[TASK GOAL]: Find the line containing "<point>334,305</point>" in the records below. Copy exactly that line and each one after it, ending at the line containing "<point>154,40</point>", and nothing more.

[SUPPLIED MATERIAL]:
◇ ◇ ◇ ◇ ◇

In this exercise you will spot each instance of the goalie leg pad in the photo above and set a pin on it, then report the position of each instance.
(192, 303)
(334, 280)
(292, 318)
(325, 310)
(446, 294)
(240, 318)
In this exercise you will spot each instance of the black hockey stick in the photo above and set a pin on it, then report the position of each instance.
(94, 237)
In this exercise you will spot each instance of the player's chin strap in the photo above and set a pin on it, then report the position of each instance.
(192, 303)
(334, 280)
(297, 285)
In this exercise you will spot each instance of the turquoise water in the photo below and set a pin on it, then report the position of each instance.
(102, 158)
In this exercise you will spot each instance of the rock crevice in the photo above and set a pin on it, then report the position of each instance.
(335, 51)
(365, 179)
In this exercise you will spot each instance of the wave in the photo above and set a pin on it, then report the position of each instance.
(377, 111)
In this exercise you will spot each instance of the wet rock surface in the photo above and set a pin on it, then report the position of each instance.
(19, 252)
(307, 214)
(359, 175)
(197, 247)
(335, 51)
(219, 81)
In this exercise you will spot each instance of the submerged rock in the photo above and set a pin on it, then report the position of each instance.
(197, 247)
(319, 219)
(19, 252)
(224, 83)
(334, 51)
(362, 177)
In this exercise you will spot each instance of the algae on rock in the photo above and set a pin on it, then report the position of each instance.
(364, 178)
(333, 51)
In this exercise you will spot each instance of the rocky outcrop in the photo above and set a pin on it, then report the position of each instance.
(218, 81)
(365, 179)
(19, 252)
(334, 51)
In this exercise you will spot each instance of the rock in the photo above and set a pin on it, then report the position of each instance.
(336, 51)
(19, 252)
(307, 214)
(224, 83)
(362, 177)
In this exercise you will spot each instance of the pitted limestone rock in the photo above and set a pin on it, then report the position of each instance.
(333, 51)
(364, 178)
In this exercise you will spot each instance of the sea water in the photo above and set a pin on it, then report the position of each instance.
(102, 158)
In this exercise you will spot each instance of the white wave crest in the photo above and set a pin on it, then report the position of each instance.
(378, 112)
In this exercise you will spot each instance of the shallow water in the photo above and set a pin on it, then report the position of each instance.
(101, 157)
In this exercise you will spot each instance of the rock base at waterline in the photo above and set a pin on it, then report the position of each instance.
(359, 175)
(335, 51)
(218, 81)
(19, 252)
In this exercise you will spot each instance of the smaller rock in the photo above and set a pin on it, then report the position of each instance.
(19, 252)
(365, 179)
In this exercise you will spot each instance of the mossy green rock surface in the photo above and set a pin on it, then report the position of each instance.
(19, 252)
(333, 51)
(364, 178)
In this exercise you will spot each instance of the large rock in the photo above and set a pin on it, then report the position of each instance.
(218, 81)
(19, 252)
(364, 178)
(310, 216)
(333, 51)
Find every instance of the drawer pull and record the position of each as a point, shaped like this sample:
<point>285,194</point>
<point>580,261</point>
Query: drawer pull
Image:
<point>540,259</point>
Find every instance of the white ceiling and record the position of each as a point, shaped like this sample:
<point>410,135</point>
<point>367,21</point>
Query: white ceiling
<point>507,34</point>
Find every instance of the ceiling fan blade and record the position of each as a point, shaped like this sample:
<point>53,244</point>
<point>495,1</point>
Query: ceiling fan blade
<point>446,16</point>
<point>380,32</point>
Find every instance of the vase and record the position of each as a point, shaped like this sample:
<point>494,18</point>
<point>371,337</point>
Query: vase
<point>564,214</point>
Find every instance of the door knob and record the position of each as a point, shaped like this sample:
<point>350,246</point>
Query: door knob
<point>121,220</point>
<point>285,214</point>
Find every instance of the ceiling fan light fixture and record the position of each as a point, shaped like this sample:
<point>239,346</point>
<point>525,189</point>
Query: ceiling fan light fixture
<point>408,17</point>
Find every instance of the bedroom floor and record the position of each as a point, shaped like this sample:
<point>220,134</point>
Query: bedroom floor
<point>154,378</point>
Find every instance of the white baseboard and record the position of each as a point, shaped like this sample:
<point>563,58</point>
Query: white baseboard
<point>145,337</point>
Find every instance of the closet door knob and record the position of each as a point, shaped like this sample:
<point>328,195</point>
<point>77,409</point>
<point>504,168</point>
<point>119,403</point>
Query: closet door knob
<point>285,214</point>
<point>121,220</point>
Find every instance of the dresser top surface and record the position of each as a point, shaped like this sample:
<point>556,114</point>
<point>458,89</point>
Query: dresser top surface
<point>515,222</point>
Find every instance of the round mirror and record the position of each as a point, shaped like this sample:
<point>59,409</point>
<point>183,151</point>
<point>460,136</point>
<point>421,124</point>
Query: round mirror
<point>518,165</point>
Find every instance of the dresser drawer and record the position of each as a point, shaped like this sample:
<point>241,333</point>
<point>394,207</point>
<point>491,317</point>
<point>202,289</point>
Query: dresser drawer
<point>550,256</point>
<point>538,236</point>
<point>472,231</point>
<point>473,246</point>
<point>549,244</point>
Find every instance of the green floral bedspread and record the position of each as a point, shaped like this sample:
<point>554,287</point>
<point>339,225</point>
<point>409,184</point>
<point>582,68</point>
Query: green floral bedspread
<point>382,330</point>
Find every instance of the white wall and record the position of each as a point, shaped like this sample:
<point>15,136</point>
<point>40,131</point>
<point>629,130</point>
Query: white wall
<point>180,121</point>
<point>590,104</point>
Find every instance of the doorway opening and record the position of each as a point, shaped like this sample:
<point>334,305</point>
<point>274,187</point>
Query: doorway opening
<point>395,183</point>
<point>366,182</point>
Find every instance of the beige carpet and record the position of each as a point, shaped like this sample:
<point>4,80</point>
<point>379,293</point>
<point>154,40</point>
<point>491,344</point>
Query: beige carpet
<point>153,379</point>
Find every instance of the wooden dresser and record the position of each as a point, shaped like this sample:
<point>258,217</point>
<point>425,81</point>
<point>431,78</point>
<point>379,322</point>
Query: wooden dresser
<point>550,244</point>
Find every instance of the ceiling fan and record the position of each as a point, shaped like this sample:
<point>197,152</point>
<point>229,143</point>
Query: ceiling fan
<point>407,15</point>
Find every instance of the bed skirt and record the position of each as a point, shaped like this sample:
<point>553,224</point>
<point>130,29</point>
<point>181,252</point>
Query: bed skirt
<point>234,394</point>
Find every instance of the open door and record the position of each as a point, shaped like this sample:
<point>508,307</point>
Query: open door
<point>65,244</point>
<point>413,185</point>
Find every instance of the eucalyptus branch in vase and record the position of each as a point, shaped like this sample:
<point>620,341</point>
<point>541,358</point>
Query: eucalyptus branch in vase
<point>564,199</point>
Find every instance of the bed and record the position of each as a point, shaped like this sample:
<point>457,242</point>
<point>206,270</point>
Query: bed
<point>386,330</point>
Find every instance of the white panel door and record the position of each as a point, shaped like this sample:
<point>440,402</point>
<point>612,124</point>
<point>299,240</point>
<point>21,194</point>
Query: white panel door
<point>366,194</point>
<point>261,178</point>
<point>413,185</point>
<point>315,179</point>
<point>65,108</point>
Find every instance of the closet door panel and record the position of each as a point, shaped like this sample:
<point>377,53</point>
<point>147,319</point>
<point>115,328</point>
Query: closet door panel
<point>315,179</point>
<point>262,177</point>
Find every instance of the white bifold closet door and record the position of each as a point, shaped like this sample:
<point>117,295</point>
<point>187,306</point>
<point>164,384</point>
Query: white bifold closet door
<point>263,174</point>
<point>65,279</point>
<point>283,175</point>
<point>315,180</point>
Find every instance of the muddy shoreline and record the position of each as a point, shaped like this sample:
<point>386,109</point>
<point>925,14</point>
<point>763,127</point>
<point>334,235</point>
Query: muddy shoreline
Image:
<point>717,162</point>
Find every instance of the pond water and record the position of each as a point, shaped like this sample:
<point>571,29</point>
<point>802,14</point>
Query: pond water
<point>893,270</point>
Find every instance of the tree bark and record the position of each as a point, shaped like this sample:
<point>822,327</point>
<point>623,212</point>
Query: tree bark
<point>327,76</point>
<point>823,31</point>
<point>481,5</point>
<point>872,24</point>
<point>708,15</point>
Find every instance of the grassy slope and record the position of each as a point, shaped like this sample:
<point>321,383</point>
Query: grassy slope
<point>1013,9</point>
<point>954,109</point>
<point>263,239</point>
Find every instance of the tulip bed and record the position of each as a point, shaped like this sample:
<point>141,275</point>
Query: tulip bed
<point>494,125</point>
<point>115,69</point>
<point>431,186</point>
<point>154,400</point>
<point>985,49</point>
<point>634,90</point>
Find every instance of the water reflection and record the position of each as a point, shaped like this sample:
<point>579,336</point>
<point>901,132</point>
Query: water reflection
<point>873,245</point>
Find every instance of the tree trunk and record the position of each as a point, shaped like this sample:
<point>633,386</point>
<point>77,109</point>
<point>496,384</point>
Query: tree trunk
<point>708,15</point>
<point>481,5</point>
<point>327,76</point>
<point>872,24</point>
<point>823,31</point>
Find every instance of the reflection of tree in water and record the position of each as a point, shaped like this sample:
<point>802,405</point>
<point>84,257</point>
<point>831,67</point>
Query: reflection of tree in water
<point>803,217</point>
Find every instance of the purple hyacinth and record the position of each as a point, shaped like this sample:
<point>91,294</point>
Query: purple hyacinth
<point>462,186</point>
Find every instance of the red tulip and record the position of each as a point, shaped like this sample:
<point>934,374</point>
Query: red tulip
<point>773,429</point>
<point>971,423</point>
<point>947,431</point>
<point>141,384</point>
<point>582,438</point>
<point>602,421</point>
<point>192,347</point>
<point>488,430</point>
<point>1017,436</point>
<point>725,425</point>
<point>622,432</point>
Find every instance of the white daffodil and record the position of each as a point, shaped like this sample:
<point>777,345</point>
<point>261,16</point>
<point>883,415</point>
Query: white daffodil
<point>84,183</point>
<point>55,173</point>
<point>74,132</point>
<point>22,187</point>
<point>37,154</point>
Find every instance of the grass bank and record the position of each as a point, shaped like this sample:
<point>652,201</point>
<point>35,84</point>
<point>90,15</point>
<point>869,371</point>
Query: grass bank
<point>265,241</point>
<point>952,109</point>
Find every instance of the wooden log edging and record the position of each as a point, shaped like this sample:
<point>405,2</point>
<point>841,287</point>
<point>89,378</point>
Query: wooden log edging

◇ ◇ ◇ ◇ ◇

[RESULT FOR THIS EXERCISE]:
<point>334,305</point>
<point>274,187</point>
Query: doorway opening
<point>395,183</point>
<point>366,182</point>
Find every instance of the beige carpet and record the position of each as a point, shaped like this sample:
<point>4,80</point>
<point>379,293</point>
<point>154,40</point>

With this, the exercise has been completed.